EXCERPTED TEXT
☆ ☆ ☆ ☆

Article.

Giving it all away

10/04/2017

At a glance

Alex Barnes has recently been published in Estates Gazette looking at the basics of capital allowances in respect of fixed plant and machinery and why they continue to be misunderstood on commercial property transactions.

“So you’ve just agreed Heads of Terms on the sale of that large commercial property you own in the City, that’s fantastic”.

“What have you agreed with the buyer as regards capital allowances?”

“Oh, I’ve told the other side they can have them, I’m not really bothered about them”.

Ah, OK, so did you increase the price to get any value for the allowances given away?”

“Erm… no.”

“OK, do you know the value of the allowances you’ve given away?”

“Erm… no… not really”.

Unfortunately, I have this conversation with clients and their agents more often than you would expect as many do not understand the true value of capital allowances in respect of fixed plant and machinery they/their clients own. This can result in thousands of pounds of tax relief being given away. So, what are capital allowances, how do they work, what can they be claimed on and how should they be dealt with on a sale of a commercial property?

What are capital allowances?

Businesses are not allowed to make any deduction or allowances for expenditure on capital items (such as fixed plant and machinery) when calculating their taxable profits or losses. Instead, businesses are allowed to claim capital allowances against their profits chargeable to tax to reflect the depreciation in value of the respective plant and machinery. Basically, capital allowances are a way of getting tax relief.

Claiming capital allowances is not seen as aggressive tax planning and is accepted by HM Revenue & Customs (HMRC).

Who can claim capital allowances?

Businesses carrying on a trade from their property or a property letting business can claim capital allowances but property traders cannot claim such allowances. Nor can certain non-tax payers, e.g. pension funds as they have no need to claim capital allowances.

Non-UK property investors can claim capital allowances against profits chargeable to income tax.

How do capital allowances work?

☆ ☆ ☆ ☆

RECORDED INFORMATION
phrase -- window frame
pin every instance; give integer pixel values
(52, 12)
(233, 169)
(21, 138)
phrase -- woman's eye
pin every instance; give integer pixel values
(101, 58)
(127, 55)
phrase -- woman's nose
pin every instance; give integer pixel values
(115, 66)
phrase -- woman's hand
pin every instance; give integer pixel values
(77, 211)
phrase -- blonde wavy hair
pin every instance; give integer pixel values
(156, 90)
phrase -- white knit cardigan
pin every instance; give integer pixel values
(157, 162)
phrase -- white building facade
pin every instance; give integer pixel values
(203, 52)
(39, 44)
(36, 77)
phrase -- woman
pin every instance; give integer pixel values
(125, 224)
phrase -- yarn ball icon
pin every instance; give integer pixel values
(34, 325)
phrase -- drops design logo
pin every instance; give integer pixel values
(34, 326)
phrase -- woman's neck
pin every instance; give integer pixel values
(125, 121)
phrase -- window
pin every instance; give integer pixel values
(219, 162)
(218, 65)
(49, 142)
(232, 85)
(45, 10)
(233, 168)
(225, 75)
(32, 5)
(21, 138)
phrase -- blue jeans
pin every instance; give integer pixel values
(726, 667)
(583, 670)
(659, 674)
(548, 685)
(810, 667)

☆ ☆ ☆ ☆

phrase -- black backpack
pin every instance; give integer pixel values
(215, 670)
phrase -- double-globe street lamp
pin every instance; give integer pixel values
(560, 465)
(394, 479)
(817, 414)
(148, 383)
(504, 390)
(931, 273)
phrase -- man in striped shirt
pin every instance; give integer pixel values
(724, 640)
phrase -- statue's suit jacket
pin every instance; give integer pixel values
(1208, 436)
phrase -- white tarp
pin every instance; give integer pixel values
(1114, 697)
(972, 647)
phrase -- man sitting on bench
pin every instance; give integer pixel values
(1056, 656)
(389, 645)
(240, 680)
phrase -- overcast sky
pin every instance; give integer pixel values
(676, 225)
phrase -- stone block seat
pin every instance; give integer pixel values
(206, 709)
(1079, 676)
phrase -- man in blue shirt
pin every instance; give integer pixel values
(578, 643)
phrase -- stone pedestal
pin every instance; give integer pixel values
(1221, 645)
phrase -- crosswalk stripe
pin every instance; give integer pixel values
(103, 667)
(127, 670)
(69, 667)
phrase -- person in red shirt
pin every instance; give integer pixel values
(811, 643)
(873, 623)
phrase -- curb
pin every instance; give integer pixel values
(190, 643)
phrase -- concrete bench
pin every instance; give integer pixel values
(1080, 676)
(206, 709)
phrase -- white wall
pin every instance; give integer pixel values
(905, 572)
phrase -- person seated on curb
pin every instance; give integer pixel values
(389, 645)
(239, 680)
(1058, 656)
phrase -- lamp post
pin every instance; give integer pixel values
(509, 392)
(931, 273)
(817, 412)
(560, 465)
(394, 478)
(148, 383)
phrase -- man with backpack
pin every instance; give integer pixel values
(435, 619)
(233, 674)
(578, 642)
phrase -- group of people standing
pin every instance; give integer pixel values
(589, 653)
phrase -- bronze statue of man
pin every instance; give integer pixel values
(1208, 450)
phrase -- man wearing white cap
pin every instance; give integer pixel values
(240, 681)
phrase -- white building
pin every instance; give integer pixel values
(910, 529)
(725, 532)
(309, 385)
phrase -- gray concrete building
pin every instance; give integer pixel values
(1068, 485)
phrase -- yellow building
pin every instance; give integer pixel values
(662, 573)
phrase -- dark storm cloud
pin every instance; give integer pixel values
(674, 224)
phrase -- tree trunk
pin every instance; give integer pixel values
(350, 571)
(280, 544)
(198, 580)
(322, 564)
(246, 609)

☆ ☆ ☆ ☆

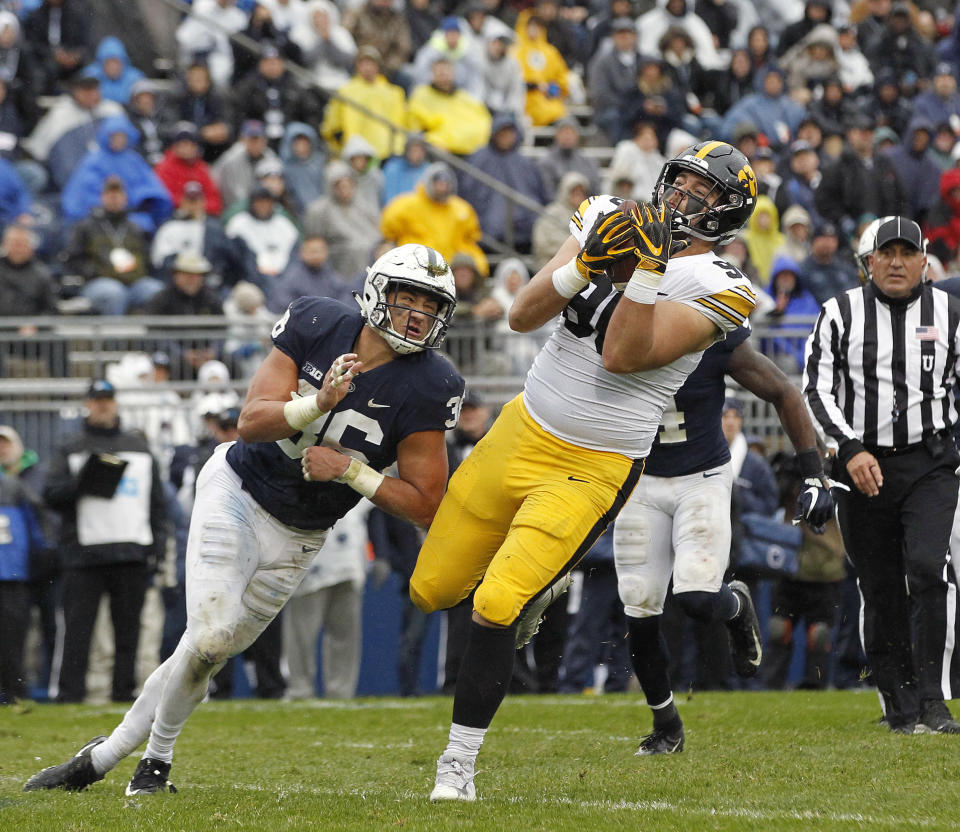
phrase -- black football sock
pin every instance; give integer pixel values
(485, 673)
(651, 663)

☆ ☆ ☆ ☆

DIRECTIONS
[A] Can you reproduce the capital allowances article word for word, from "Alex Barnes has" to "commercial property transactions."?
[B] Which rows contain the string "woman"? List each one in full, treating uppercase and lowercase as different.
The capital allowances article and the rows are unrelated.

ANSWERS TO THE EXERCISE
[A]
Alex Barnes has recently been published in Estates Gazette looking at the basics of capital allowances in respect of fixed plant and machinery and why they continue to be misunderstood on commercial property transactions.

[B]
phrase -- woman's eye
phrase -- woman's nose
phrase -- woman's hand
phrase -- woman
phrase -- woman's neck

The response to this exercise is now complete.